━━ DATA FOR PROCESSING ━━

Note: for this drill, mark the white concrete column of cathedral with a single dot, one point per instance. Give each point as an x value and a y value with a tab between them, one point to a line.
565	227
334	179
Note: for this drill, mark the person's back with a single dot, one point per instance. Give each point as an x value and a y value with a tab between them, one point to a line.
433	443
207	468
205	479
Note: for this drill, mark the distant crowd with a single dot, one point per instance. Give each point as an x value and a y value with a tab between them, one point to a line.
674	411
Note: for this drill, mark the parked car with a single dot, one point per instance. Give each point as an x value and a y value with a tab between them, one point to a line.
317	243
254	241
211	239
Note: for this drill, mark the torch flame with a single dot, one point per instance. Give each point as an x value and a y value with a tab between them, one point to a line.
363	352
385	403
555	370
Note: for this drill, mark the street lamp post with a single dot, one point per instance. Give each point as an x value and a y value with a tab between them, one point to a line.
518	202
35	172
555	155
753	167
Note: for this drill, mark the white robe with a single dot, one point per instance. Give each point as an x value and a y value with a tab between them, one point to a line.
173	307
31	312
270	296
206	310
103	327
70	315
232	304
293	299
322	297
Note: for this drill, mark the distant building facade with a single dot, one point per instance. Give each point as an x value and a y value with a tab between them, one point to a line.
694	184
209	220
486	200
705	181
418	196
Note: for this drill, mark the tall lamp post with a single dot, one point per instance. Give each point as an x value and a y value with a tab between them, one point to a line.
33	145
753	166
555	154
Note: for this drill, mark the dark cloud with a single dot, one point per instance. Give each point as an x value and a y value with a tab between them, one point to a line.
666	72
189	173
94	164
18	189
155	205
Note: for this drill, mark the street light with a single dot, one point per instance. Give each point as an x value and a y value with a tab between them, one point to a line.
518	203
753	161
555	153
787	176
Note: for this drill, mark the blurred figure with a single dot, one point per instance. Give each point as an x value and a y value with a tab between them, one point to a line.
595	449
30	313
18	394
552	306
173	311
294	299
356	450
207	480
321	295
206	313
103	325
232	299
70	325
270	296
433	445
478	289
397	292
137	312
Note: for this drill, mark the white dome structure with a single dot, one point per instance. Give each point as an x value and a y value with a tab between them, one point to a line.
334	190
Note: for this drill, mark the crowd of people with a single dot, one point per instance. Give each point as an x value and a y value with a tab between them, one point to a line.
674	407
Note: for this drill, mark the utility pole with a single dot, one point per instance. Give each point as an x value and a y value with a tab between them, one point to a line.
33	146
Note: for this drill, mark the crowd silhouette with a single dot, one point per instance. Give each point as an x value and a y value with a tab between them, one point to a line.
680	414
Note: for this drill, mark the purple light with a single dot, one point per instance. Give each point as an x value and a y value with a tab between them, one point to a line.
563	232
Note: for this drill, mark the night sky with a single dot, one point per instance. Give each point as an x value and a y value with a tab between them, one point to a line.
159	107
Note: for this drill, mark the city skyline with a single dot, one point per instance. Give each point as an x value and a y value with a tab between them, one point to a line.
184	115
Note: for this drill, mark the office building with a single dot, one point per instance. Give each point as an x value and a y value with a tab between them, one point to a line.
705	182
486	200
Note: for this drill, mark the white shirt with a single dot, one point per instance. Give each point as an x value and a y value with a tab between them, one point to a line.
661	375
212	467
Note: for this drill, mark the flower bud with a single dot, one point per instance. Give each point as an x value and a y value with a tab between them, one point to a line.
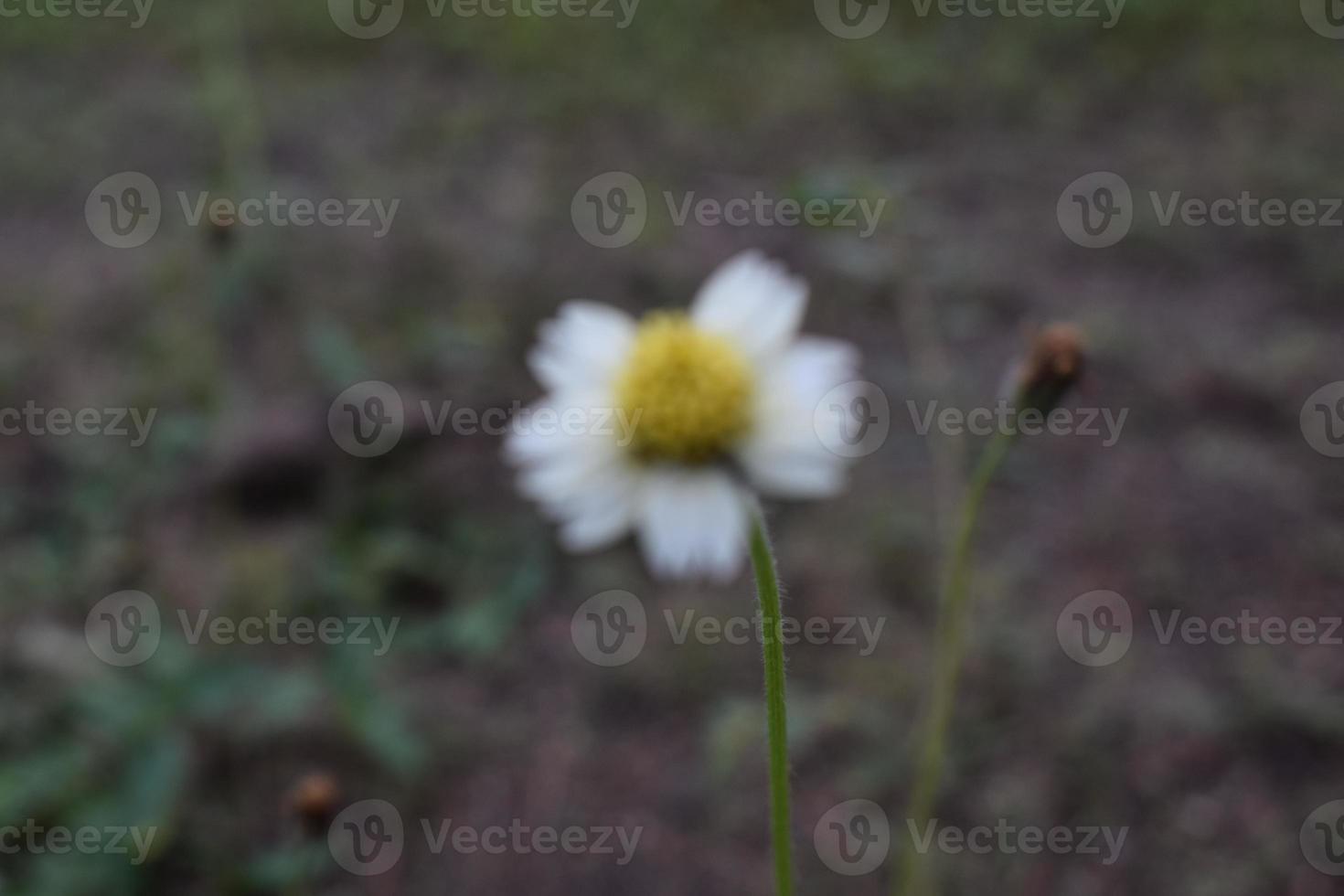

━━━

WHAT THE TASK ASKS ::
Pick out every line in the rows above that contains the word "street", and copy each of those lines in full.

THE SOLUTION ::
Note: for this drill, mark the street lamp post with a single dot, one point per instance. Give each point as an x value and a y value with a tab between them, one point to a line.
Note: for this drill, mark the street light with a single dot, one point per instance. Give each point as an x value and a y value with a tab between them, one point to a line.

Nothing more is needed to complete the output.